TAREAS:
[1] Reescribe de forma más breve el párrafo del fragmento que empieza con «De hecho, en el prólogo» y conserva sus datos principales.
[2] Según el fragmento, ¿por qué El imperio jesuítico se aparta de la «Memoria» que solicitó el Estado y se convierte en un «ensayo histórico»? Responde en una a tres oraciones.

FRAGMENTO DEL DOCUMENTO:
§

Horacio Quiroga visitó por primera vez Misiones en 1903 como fotógrafo de la expedición oficial comandada por Leopoldo Lugones que, río arriba por el Paraná, derivaría hacia El imperio jesuítico. Este libro admirable cumple desde su prólogo un desvío de importancia: no hay allí pormenores del viaje ni la voluntad de registrar, a medida que se avanza en el presente, la particularidad del territorio en un historial de alcances públicos. Lugones parece haber llegado a las misiones mucho antes de partir, y lo ha hecho vía fuentes bibliográficas más que por vía fluvial. Su formidable erudición y su talento natural para recrear las lecturas otorgándoles hasta a las más deslucidas un lance especulador suelen aplastar la vivencia del paisaje y, aunque como los viajeros antiguos, suma al temple emprendedor las herramientas del científico de toda ciencia, es decir, la batería de saberes ineludibles para enfrentar el recorrido (historia, geografía, botánica, zoología, geología, arquitectura, economía, geometría, etc.), el abarrotado mundo de El imperio jesuítico sufre, y de forma casi endémica, la falta de experimentación in situ: y casi tanto como si Lugones, para retratar las misiones, no hubiera creído preciso salir de Buenos Aires, y su expedición, necesaria para su asunto y aun para patentizar sus tareas de gabinete, hubiera sido un detalle un poco cargante de orden presupuestario. Salvo en ciertas descripciones de las ruinas de San Carlos y Apóstoles, en las que conjuga, en paciente observación, relato, cifra, croquis y trabajo en el terreno, Lugones prefirió para su Imperio la contención de la historia más que los bamboleos de la travesía.
De hecho, en el prólogo a la segunda edición de 1907, corregida y “enriquecida con nuevos datos”, Lugones apunta el hallazgo de la Historia de las Revoluciones de la provincia del Paraguay, el libro de Pedro Lozano. Estos nuevos datos no provienen de sus apuntes de explorador, revisados una y otra vez para captar, a la distancia reflexiva, el numen de la región, sino de un documento que vendría a precisar y a ampliar algunos aspectos de su estudio. Porque, aunque en el prólogo a la primera edición, Lugones afirme que tanto “los datos recogidos sobre el terreno” como “la bibliografía consultada” definieron el proyecto jesuítico, los primeros aparecen tan ultraprocesados por la segunda que el libro se desvía de la “Memoria” que el Estado, a través de su amigo el ministro Joaquín V. González le solicitó por decreto, hacia el “ensayo histórico”. “Este no es un libro de viajes” —escribe Lugones— y hasta tal punto no lo es (aunque el viaje está en la encomienda institucional del libro) que, a cada rato de leerlo, se tiene la impresión un poco frustrante de que Lugones perdió la enorme oportunidad de transformarse en el gran cronista moderno del río Paraná.

§

DATOS PROPORCIONADOS:
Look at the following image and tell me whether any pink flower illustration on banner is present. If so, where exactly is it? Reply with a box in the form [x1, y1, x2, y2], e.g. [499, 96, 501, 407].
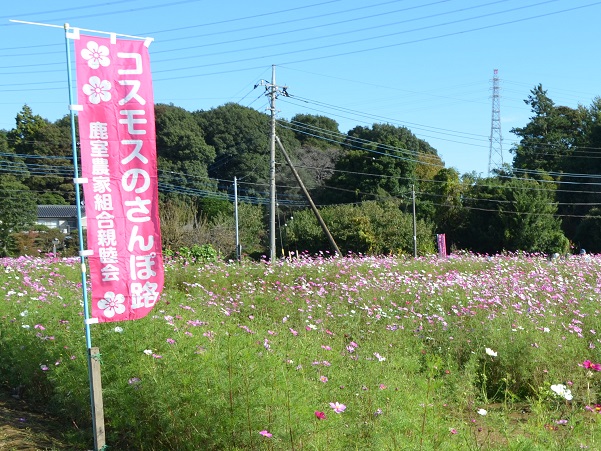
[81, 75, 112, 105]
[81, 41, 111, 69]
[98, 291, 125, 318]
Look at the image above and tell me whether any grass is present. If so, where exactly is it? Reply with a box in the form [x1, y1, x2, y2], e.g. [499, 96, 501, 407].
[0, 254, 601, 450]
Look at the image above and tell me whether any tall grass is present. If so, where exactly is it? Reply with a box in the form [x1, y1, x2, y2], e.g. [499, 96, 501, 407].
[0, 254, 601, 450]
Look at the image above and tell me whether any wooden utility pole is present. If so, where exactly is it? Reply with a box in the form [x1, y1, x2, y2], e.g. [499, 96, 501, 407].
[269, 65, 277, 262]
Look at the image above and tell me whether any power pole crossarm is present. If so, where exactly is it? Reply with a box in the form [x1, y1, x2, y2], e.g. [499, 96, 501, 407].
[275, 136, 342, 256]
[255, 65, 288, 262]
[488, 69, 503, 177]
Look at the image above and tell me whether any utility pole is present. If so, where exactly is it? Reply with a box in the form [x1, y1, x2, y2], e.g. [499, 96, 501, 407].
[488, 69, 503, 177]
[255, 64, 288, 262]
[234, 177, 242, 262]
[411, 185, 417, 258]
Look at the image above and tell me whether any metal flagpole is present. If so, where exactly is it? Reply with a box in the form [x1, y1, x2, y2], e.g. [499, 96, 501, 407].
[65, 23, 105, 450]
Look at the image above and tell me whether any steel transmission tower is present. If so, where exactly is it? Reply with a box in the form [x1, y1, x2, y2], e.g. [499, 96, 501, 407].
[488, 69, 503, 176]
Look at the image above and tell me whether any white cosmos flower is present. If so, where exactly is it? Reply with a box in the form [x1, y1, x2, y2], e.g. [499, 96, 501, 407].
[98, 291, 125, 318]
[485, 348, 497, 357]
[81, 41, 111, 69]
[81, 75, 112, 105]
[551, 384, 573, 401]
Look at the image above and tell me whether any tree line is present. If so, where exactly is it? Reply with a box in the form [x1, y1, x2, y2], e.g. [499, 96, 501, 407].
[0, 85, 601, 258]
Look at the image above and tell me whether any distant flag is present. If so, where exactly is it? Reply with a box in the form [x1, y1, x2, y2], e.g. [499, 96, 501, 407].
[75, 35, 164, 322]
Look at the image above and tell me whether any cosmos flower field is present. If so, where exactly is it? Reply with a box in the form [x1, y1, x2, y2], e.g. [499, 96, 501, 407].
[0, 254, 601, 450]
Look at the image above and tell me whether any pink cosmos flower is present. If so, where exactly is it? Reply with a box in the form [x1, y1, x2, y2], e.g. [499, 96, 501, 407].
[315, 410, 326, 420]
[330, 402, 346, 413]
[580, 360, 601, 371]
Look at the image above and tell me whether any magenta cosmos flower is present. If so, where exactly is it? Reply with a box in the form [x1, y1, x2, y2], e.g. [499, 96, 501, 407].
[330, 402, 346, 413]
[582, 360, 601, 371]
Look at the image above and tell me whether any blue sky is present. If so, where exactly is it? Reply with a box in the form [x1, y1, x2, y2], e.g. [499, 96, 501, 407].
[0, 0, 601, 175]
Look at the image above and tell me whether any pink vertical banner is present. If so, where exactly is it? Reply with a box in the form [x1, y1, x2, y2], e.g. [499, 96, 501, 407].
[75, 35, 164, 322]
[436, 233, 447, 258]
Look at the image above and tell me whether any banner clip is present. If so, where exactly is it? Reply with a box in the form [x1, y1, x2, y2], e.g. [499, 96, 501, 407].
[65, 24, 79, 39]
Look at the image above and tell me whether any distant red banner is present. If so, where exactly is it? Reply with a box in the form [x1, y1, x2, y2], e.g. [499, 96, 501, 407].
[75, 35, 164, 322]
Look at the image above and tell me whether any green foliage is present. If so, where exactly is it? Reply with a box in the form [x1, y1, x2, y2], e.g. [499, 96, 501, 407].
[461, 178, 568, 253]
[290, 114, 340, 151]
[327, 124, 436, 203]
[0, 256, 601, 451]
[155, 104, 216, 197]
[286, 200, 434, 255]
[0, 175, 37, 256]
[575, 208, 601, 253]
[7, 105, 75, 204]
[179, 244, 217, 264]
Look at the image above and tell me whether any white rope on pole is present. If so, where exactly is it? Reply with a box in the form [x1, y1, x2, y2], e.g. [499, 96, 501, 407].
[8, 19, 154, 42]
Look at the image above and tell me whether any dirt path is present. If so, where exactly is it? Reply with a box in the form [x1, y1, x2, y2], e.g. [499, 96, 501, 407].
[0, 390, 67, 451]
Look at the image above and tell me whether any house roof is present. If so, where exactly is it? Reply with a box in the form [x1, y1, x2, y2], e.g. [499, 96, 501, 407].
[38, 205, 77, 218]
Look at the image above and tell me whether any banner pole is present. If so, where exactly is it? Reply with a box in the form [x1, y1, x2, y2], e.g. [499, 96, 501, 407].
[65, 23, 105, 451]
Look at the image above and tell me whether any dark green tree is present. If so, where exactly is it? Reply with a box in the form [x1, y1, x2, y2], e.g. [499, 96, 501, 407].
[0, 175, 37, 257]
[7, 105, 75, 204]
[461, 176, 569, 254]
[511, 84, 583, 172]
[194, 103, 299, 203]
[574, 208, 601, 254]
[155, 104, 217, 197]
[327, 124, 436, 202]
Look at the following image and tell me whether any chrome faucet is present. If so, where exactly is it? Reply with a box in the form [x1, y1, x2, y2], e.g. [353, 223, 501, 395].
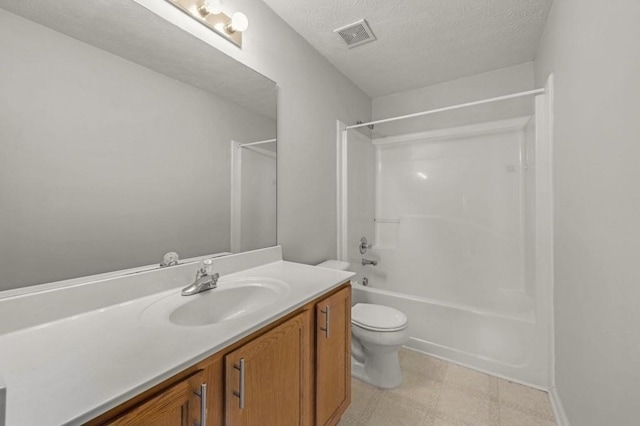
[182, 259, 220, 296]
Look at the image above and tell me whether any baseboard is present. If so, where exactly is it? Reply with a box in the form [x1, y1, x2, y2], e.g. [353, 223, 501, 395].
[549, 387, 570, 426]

§

RESULTADOS:
[1] En el prólogo a la segunda edición de 1907, corregida y ampliada, Lugones menciona el hallazgo de la Historia de las Revoluciones de la provincia del Paraguay, de Pedro Lozano. Los nuevos datos proceden de ese documento y no de sus apuntes de explorador. En la primera edición había afirmado que se basó tanto en datos recogidos sobre el terreno como en la bibliografía consultada. Sin embargo, los primeros quedan tan procesados por la segunda que el libro deja de ser la «Memoria» que el Estado le encargó por decreto, a través del ministro Joaquín V. González, y se convierte en un «ensayo histórico». Lugones declara que no es un libro de viajes, y al leerlo se tiene la impresión de que desaprovechó la ocasión de convertirse en el gran cronista moderno del río Paraná.

[2] El libro se aparta de la «Memoria» porque los datos que Lugones recogió sobre el terreno aparecen tan ultraprocesados por la bibliografía consultada que esta termina predominando. Así, la obra se inclina hacia el «ensayo histórico».